> The exercise
From the line containing "Target: gray fleece pullover" through the last line of the entries below, repeat each line word for word and leave out the rest.

> Data records
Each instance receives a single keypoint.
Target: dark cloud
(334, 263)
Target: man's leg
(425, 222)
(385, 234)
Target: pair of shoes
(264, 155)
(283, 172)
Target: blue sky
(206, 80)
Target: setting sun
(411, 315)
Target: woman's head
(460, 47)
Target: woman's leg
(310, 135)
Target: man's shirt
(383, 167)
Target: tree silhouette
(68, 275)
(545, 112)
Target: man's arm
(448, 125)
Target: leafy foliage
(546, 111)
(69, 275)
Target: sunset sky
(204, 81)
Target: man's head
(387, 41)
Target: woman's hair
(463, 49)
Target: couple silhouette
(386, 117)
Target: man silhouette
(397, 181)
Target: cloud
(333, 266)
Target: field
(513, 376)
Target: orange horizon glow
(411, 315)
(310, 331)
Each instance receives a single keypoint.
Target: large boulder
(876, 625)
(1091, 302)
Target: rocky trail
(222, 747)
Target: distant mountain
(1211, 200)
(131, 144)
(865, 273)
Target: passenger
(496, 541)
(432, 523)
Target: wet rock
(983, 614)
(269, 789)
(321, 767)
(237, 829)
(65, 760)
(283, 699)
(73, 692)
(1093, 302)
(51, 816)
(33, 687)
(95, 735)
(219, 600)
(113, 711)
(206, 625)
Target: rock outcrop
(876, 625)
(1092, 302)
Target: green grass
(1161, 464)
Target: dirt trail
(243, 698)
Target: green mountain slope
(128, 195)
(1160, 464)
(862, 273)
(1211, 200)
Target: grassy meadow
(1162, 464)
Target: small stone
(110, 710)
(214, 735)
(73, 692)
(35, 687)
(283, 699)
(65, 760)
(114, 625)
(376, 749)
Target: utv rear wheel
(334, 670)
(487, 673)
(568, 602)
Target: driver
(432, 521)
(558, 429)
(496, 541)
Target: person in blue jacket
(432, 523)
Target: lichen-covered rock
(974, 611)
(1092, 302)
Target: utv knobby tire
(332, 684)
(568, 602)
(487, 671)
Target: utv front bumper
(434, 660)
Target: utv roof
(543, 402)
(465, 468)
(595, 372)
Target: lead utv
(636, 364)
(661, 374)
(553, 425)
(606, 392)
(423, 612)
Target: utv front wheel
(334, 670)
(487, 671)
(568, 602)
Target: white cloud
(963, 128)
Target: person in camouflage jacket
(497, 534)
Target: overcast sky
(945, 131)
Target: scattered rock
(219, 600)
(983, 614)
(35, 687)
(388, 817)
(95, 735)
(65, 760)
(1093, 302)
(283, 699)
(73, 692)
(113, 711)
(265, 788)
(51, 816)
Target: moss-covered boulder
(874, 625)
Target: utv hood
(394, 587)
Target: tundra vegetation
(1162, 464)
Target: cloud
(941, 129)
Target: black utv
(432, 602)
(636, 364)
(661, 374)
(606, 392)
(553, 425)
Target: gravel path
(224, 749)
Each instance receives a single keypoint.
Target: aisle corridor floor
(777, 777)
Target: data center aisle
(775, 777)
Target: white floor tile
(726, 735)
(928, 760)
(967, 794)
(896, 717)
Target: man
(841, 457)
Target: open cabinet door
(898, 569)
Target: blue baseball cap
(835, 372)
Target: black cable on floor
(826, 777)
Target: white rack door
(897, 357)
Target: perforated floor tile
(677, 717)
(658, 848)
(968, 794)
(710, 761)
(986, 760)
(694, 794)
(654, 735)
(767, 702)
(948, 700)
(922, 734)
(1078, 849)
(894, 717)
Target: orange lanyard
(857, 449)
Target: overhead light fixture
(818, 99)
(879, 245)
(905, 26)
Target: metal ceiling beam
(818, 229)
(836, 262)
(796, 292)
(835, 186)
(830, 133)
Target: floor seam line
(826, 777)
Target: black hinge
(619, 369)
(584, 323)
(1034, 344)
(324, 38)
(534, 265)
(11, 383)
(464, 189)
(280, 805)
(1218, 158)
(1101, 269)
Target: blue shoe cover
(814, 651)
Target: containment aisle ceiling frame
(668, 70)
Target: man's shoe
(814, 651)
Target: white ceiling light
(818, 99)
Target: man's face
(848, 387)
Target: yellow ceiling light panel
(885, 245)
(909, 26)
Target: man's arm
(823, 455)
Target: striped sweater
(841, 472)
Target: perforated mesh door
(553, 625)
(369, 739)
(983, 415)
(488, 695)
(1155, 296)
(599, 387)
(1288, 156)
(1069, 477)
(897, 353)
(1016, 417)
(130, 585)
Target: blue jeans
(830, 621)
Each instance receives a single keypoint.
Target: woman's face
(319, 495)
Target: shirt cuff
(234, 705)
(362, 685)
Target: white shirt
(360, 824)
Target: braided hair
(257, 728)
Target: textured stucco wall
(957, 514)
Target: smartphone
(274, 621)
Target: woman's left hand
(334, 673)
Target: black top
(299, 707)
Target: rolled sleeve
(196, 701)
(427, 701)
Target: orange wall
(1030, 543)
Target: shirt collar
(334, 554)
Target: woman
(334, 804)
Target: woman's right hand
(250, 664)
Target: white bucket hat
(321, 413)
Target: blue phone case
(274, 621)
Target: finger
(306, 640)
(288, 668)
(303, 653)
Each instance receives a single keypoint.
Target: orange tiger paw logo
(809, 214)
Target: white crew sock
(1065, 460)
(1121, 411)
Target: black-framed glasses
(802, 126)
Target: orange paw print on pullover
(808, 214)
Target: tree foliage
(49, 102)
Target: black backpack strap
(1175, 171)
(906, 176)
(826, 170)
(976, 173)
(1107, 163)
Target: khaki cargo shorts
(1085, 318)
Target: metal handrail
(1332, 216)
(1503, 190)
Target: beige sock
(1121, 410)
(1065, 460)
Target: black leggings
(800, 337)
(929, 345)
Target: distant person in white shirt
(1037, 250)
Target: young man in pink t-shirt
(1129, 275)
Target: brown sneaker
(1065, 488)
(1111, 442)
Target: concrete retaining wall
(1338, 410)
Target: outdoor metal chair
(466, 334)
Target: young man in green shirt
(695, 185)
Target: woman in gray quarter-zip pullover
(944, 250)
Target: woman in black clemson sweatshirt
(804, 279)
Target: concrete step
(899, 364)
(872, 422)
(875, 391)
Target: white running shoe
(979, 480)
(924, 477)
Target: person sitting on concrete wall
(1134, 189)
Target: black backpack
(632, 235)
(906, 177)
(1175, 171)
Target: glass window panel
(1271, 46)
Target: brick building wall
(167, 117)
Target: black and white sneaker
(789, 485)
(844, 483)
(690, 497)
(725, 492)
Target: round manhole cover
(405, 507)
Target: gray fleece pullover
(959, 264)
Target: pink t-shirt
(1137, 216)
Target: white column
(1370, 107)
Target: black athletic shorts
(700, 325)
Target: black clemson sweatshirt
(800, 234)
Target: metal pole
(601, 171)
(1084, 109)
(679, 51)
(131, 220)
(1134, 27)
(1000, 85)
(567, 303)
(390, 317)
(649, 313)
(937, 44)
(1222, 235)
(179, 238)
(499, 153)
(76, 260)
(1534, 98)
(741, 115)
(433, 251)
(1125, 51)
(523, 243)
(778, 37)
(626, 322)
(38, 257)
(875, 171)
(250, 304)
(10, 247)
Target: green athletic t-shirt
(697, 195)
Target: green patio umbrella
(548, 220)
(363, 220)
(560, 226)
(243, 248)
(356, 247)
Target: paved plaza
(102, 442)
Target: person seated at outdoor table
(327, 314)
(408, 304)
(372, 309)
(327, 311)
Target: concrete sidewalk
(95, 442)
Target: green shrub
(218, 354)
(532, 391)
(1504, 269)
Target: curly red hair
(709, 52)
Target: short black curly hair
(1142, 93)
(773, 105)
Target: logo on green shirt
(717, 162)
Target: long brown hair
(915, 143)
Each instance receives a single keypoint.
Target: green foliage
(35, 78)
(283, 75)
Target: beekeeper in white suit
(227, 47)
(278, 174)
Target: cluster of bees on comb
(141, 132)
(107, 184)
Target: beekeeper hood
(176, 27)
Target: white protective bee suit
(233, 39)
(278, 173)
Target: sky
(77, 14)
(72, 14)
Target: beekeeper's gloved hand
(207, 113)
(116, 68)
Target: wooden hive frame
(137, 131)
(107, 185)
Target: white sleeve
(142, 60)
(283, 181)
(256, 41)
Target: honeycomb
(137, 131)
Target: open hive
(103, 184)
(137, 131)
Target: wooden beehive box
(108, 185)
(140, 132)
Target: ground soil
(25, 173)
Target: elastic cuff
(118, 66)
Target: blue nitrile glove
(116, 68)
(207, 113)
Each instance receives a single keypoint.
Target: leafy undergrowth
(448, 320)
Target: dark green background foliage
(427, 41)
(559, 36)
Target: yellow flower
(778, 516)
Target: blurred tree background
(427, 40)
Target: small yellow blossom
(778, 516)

> Complete response
Target: gray fleece pullover
(959, 264)
Target: pink t-shirt
(1137, 216)
Target: white column
(1370, 107)
Target: black athletic shorts
(700, 325)
Target: black clemson sweatshirt
(800, 234)
Target: metal pole
(601, 171)
(1084, 109)
(679, 51)
(131, 220)
(1134, 27)
(1000, 85)
(567, 303)
(390, 317)
(649, 313)
(937, 44)
(1222, 235)
(179, 238)
(499, 153)
(76, 260)
(1534, 98)
(741, 115)
(433, 251)
(1125, 51)
(523, 243)
(778, 37)
(626, 322)
(38, 257)
(875, 171)
(250, 304)
(10, 247)
Target: green athletic t-shirt
(697, 195)
Target: green patio umbrella
(548, 220)
(363, 220)
(560, 226)
(243, 248)
(356, 247)
Target: paved plaza
(102, 442)
Target: person seated at outdoor table
(327, 314)
(408, 304)
(372, 309)
(327, 311)
Target: concrete sidewalk
(95, 442)
Target: green shrub
(218, 354)
(532, 391)
(1504, 269)
Target: curly red hair
(709, 52)
Target: short black curly hair
(1142, 93)
(773, 105)
Target: logo on green shirt
(717, 162)
Target: long brown hair
(915, 143)
Each instance receives a single keypoint.
Target: green foliage
(35, 78)
(283, 75)
Target: beekeeper in white suit
(227, 47)
(278, 174)
Target: cluster of bees on comb
(141, 132)
(107, 184)
Target: beekeeper hood
(176, 27)
Target: white protective bee suit
(233, 39)
(278, 173)
Target: sky
(77, 14)
(72, 14)
Target: beekeeper's gloved hand
(207, 113)
(116, 68)
Target: wooden hive frame
(137, 131)
(107, 185)
Target: white sleeve
(142, 60)
(283, 181)
(256, 41)
Target: honeycomb
(137, 131)
Target: open hive
(103, 184)
(137, 131)
Target: wooden beehive box
(108, 185)
(140, 132)
Target: ground soil
(25, 173)
Target: elastic cuff
(118, 66)
Target: blue nitrile glove
(116, 68)
(207, 113)
Each instance receives a single keypoint.
Target: leafy undergrowth
(448, 320)
Target: dark green background foliage
(427, 41)
(559, 36)
Target: yellow flower
(778, 516)
Target: blurred tree background
(427, 40)
Target: small yellow blossom
(778, 516)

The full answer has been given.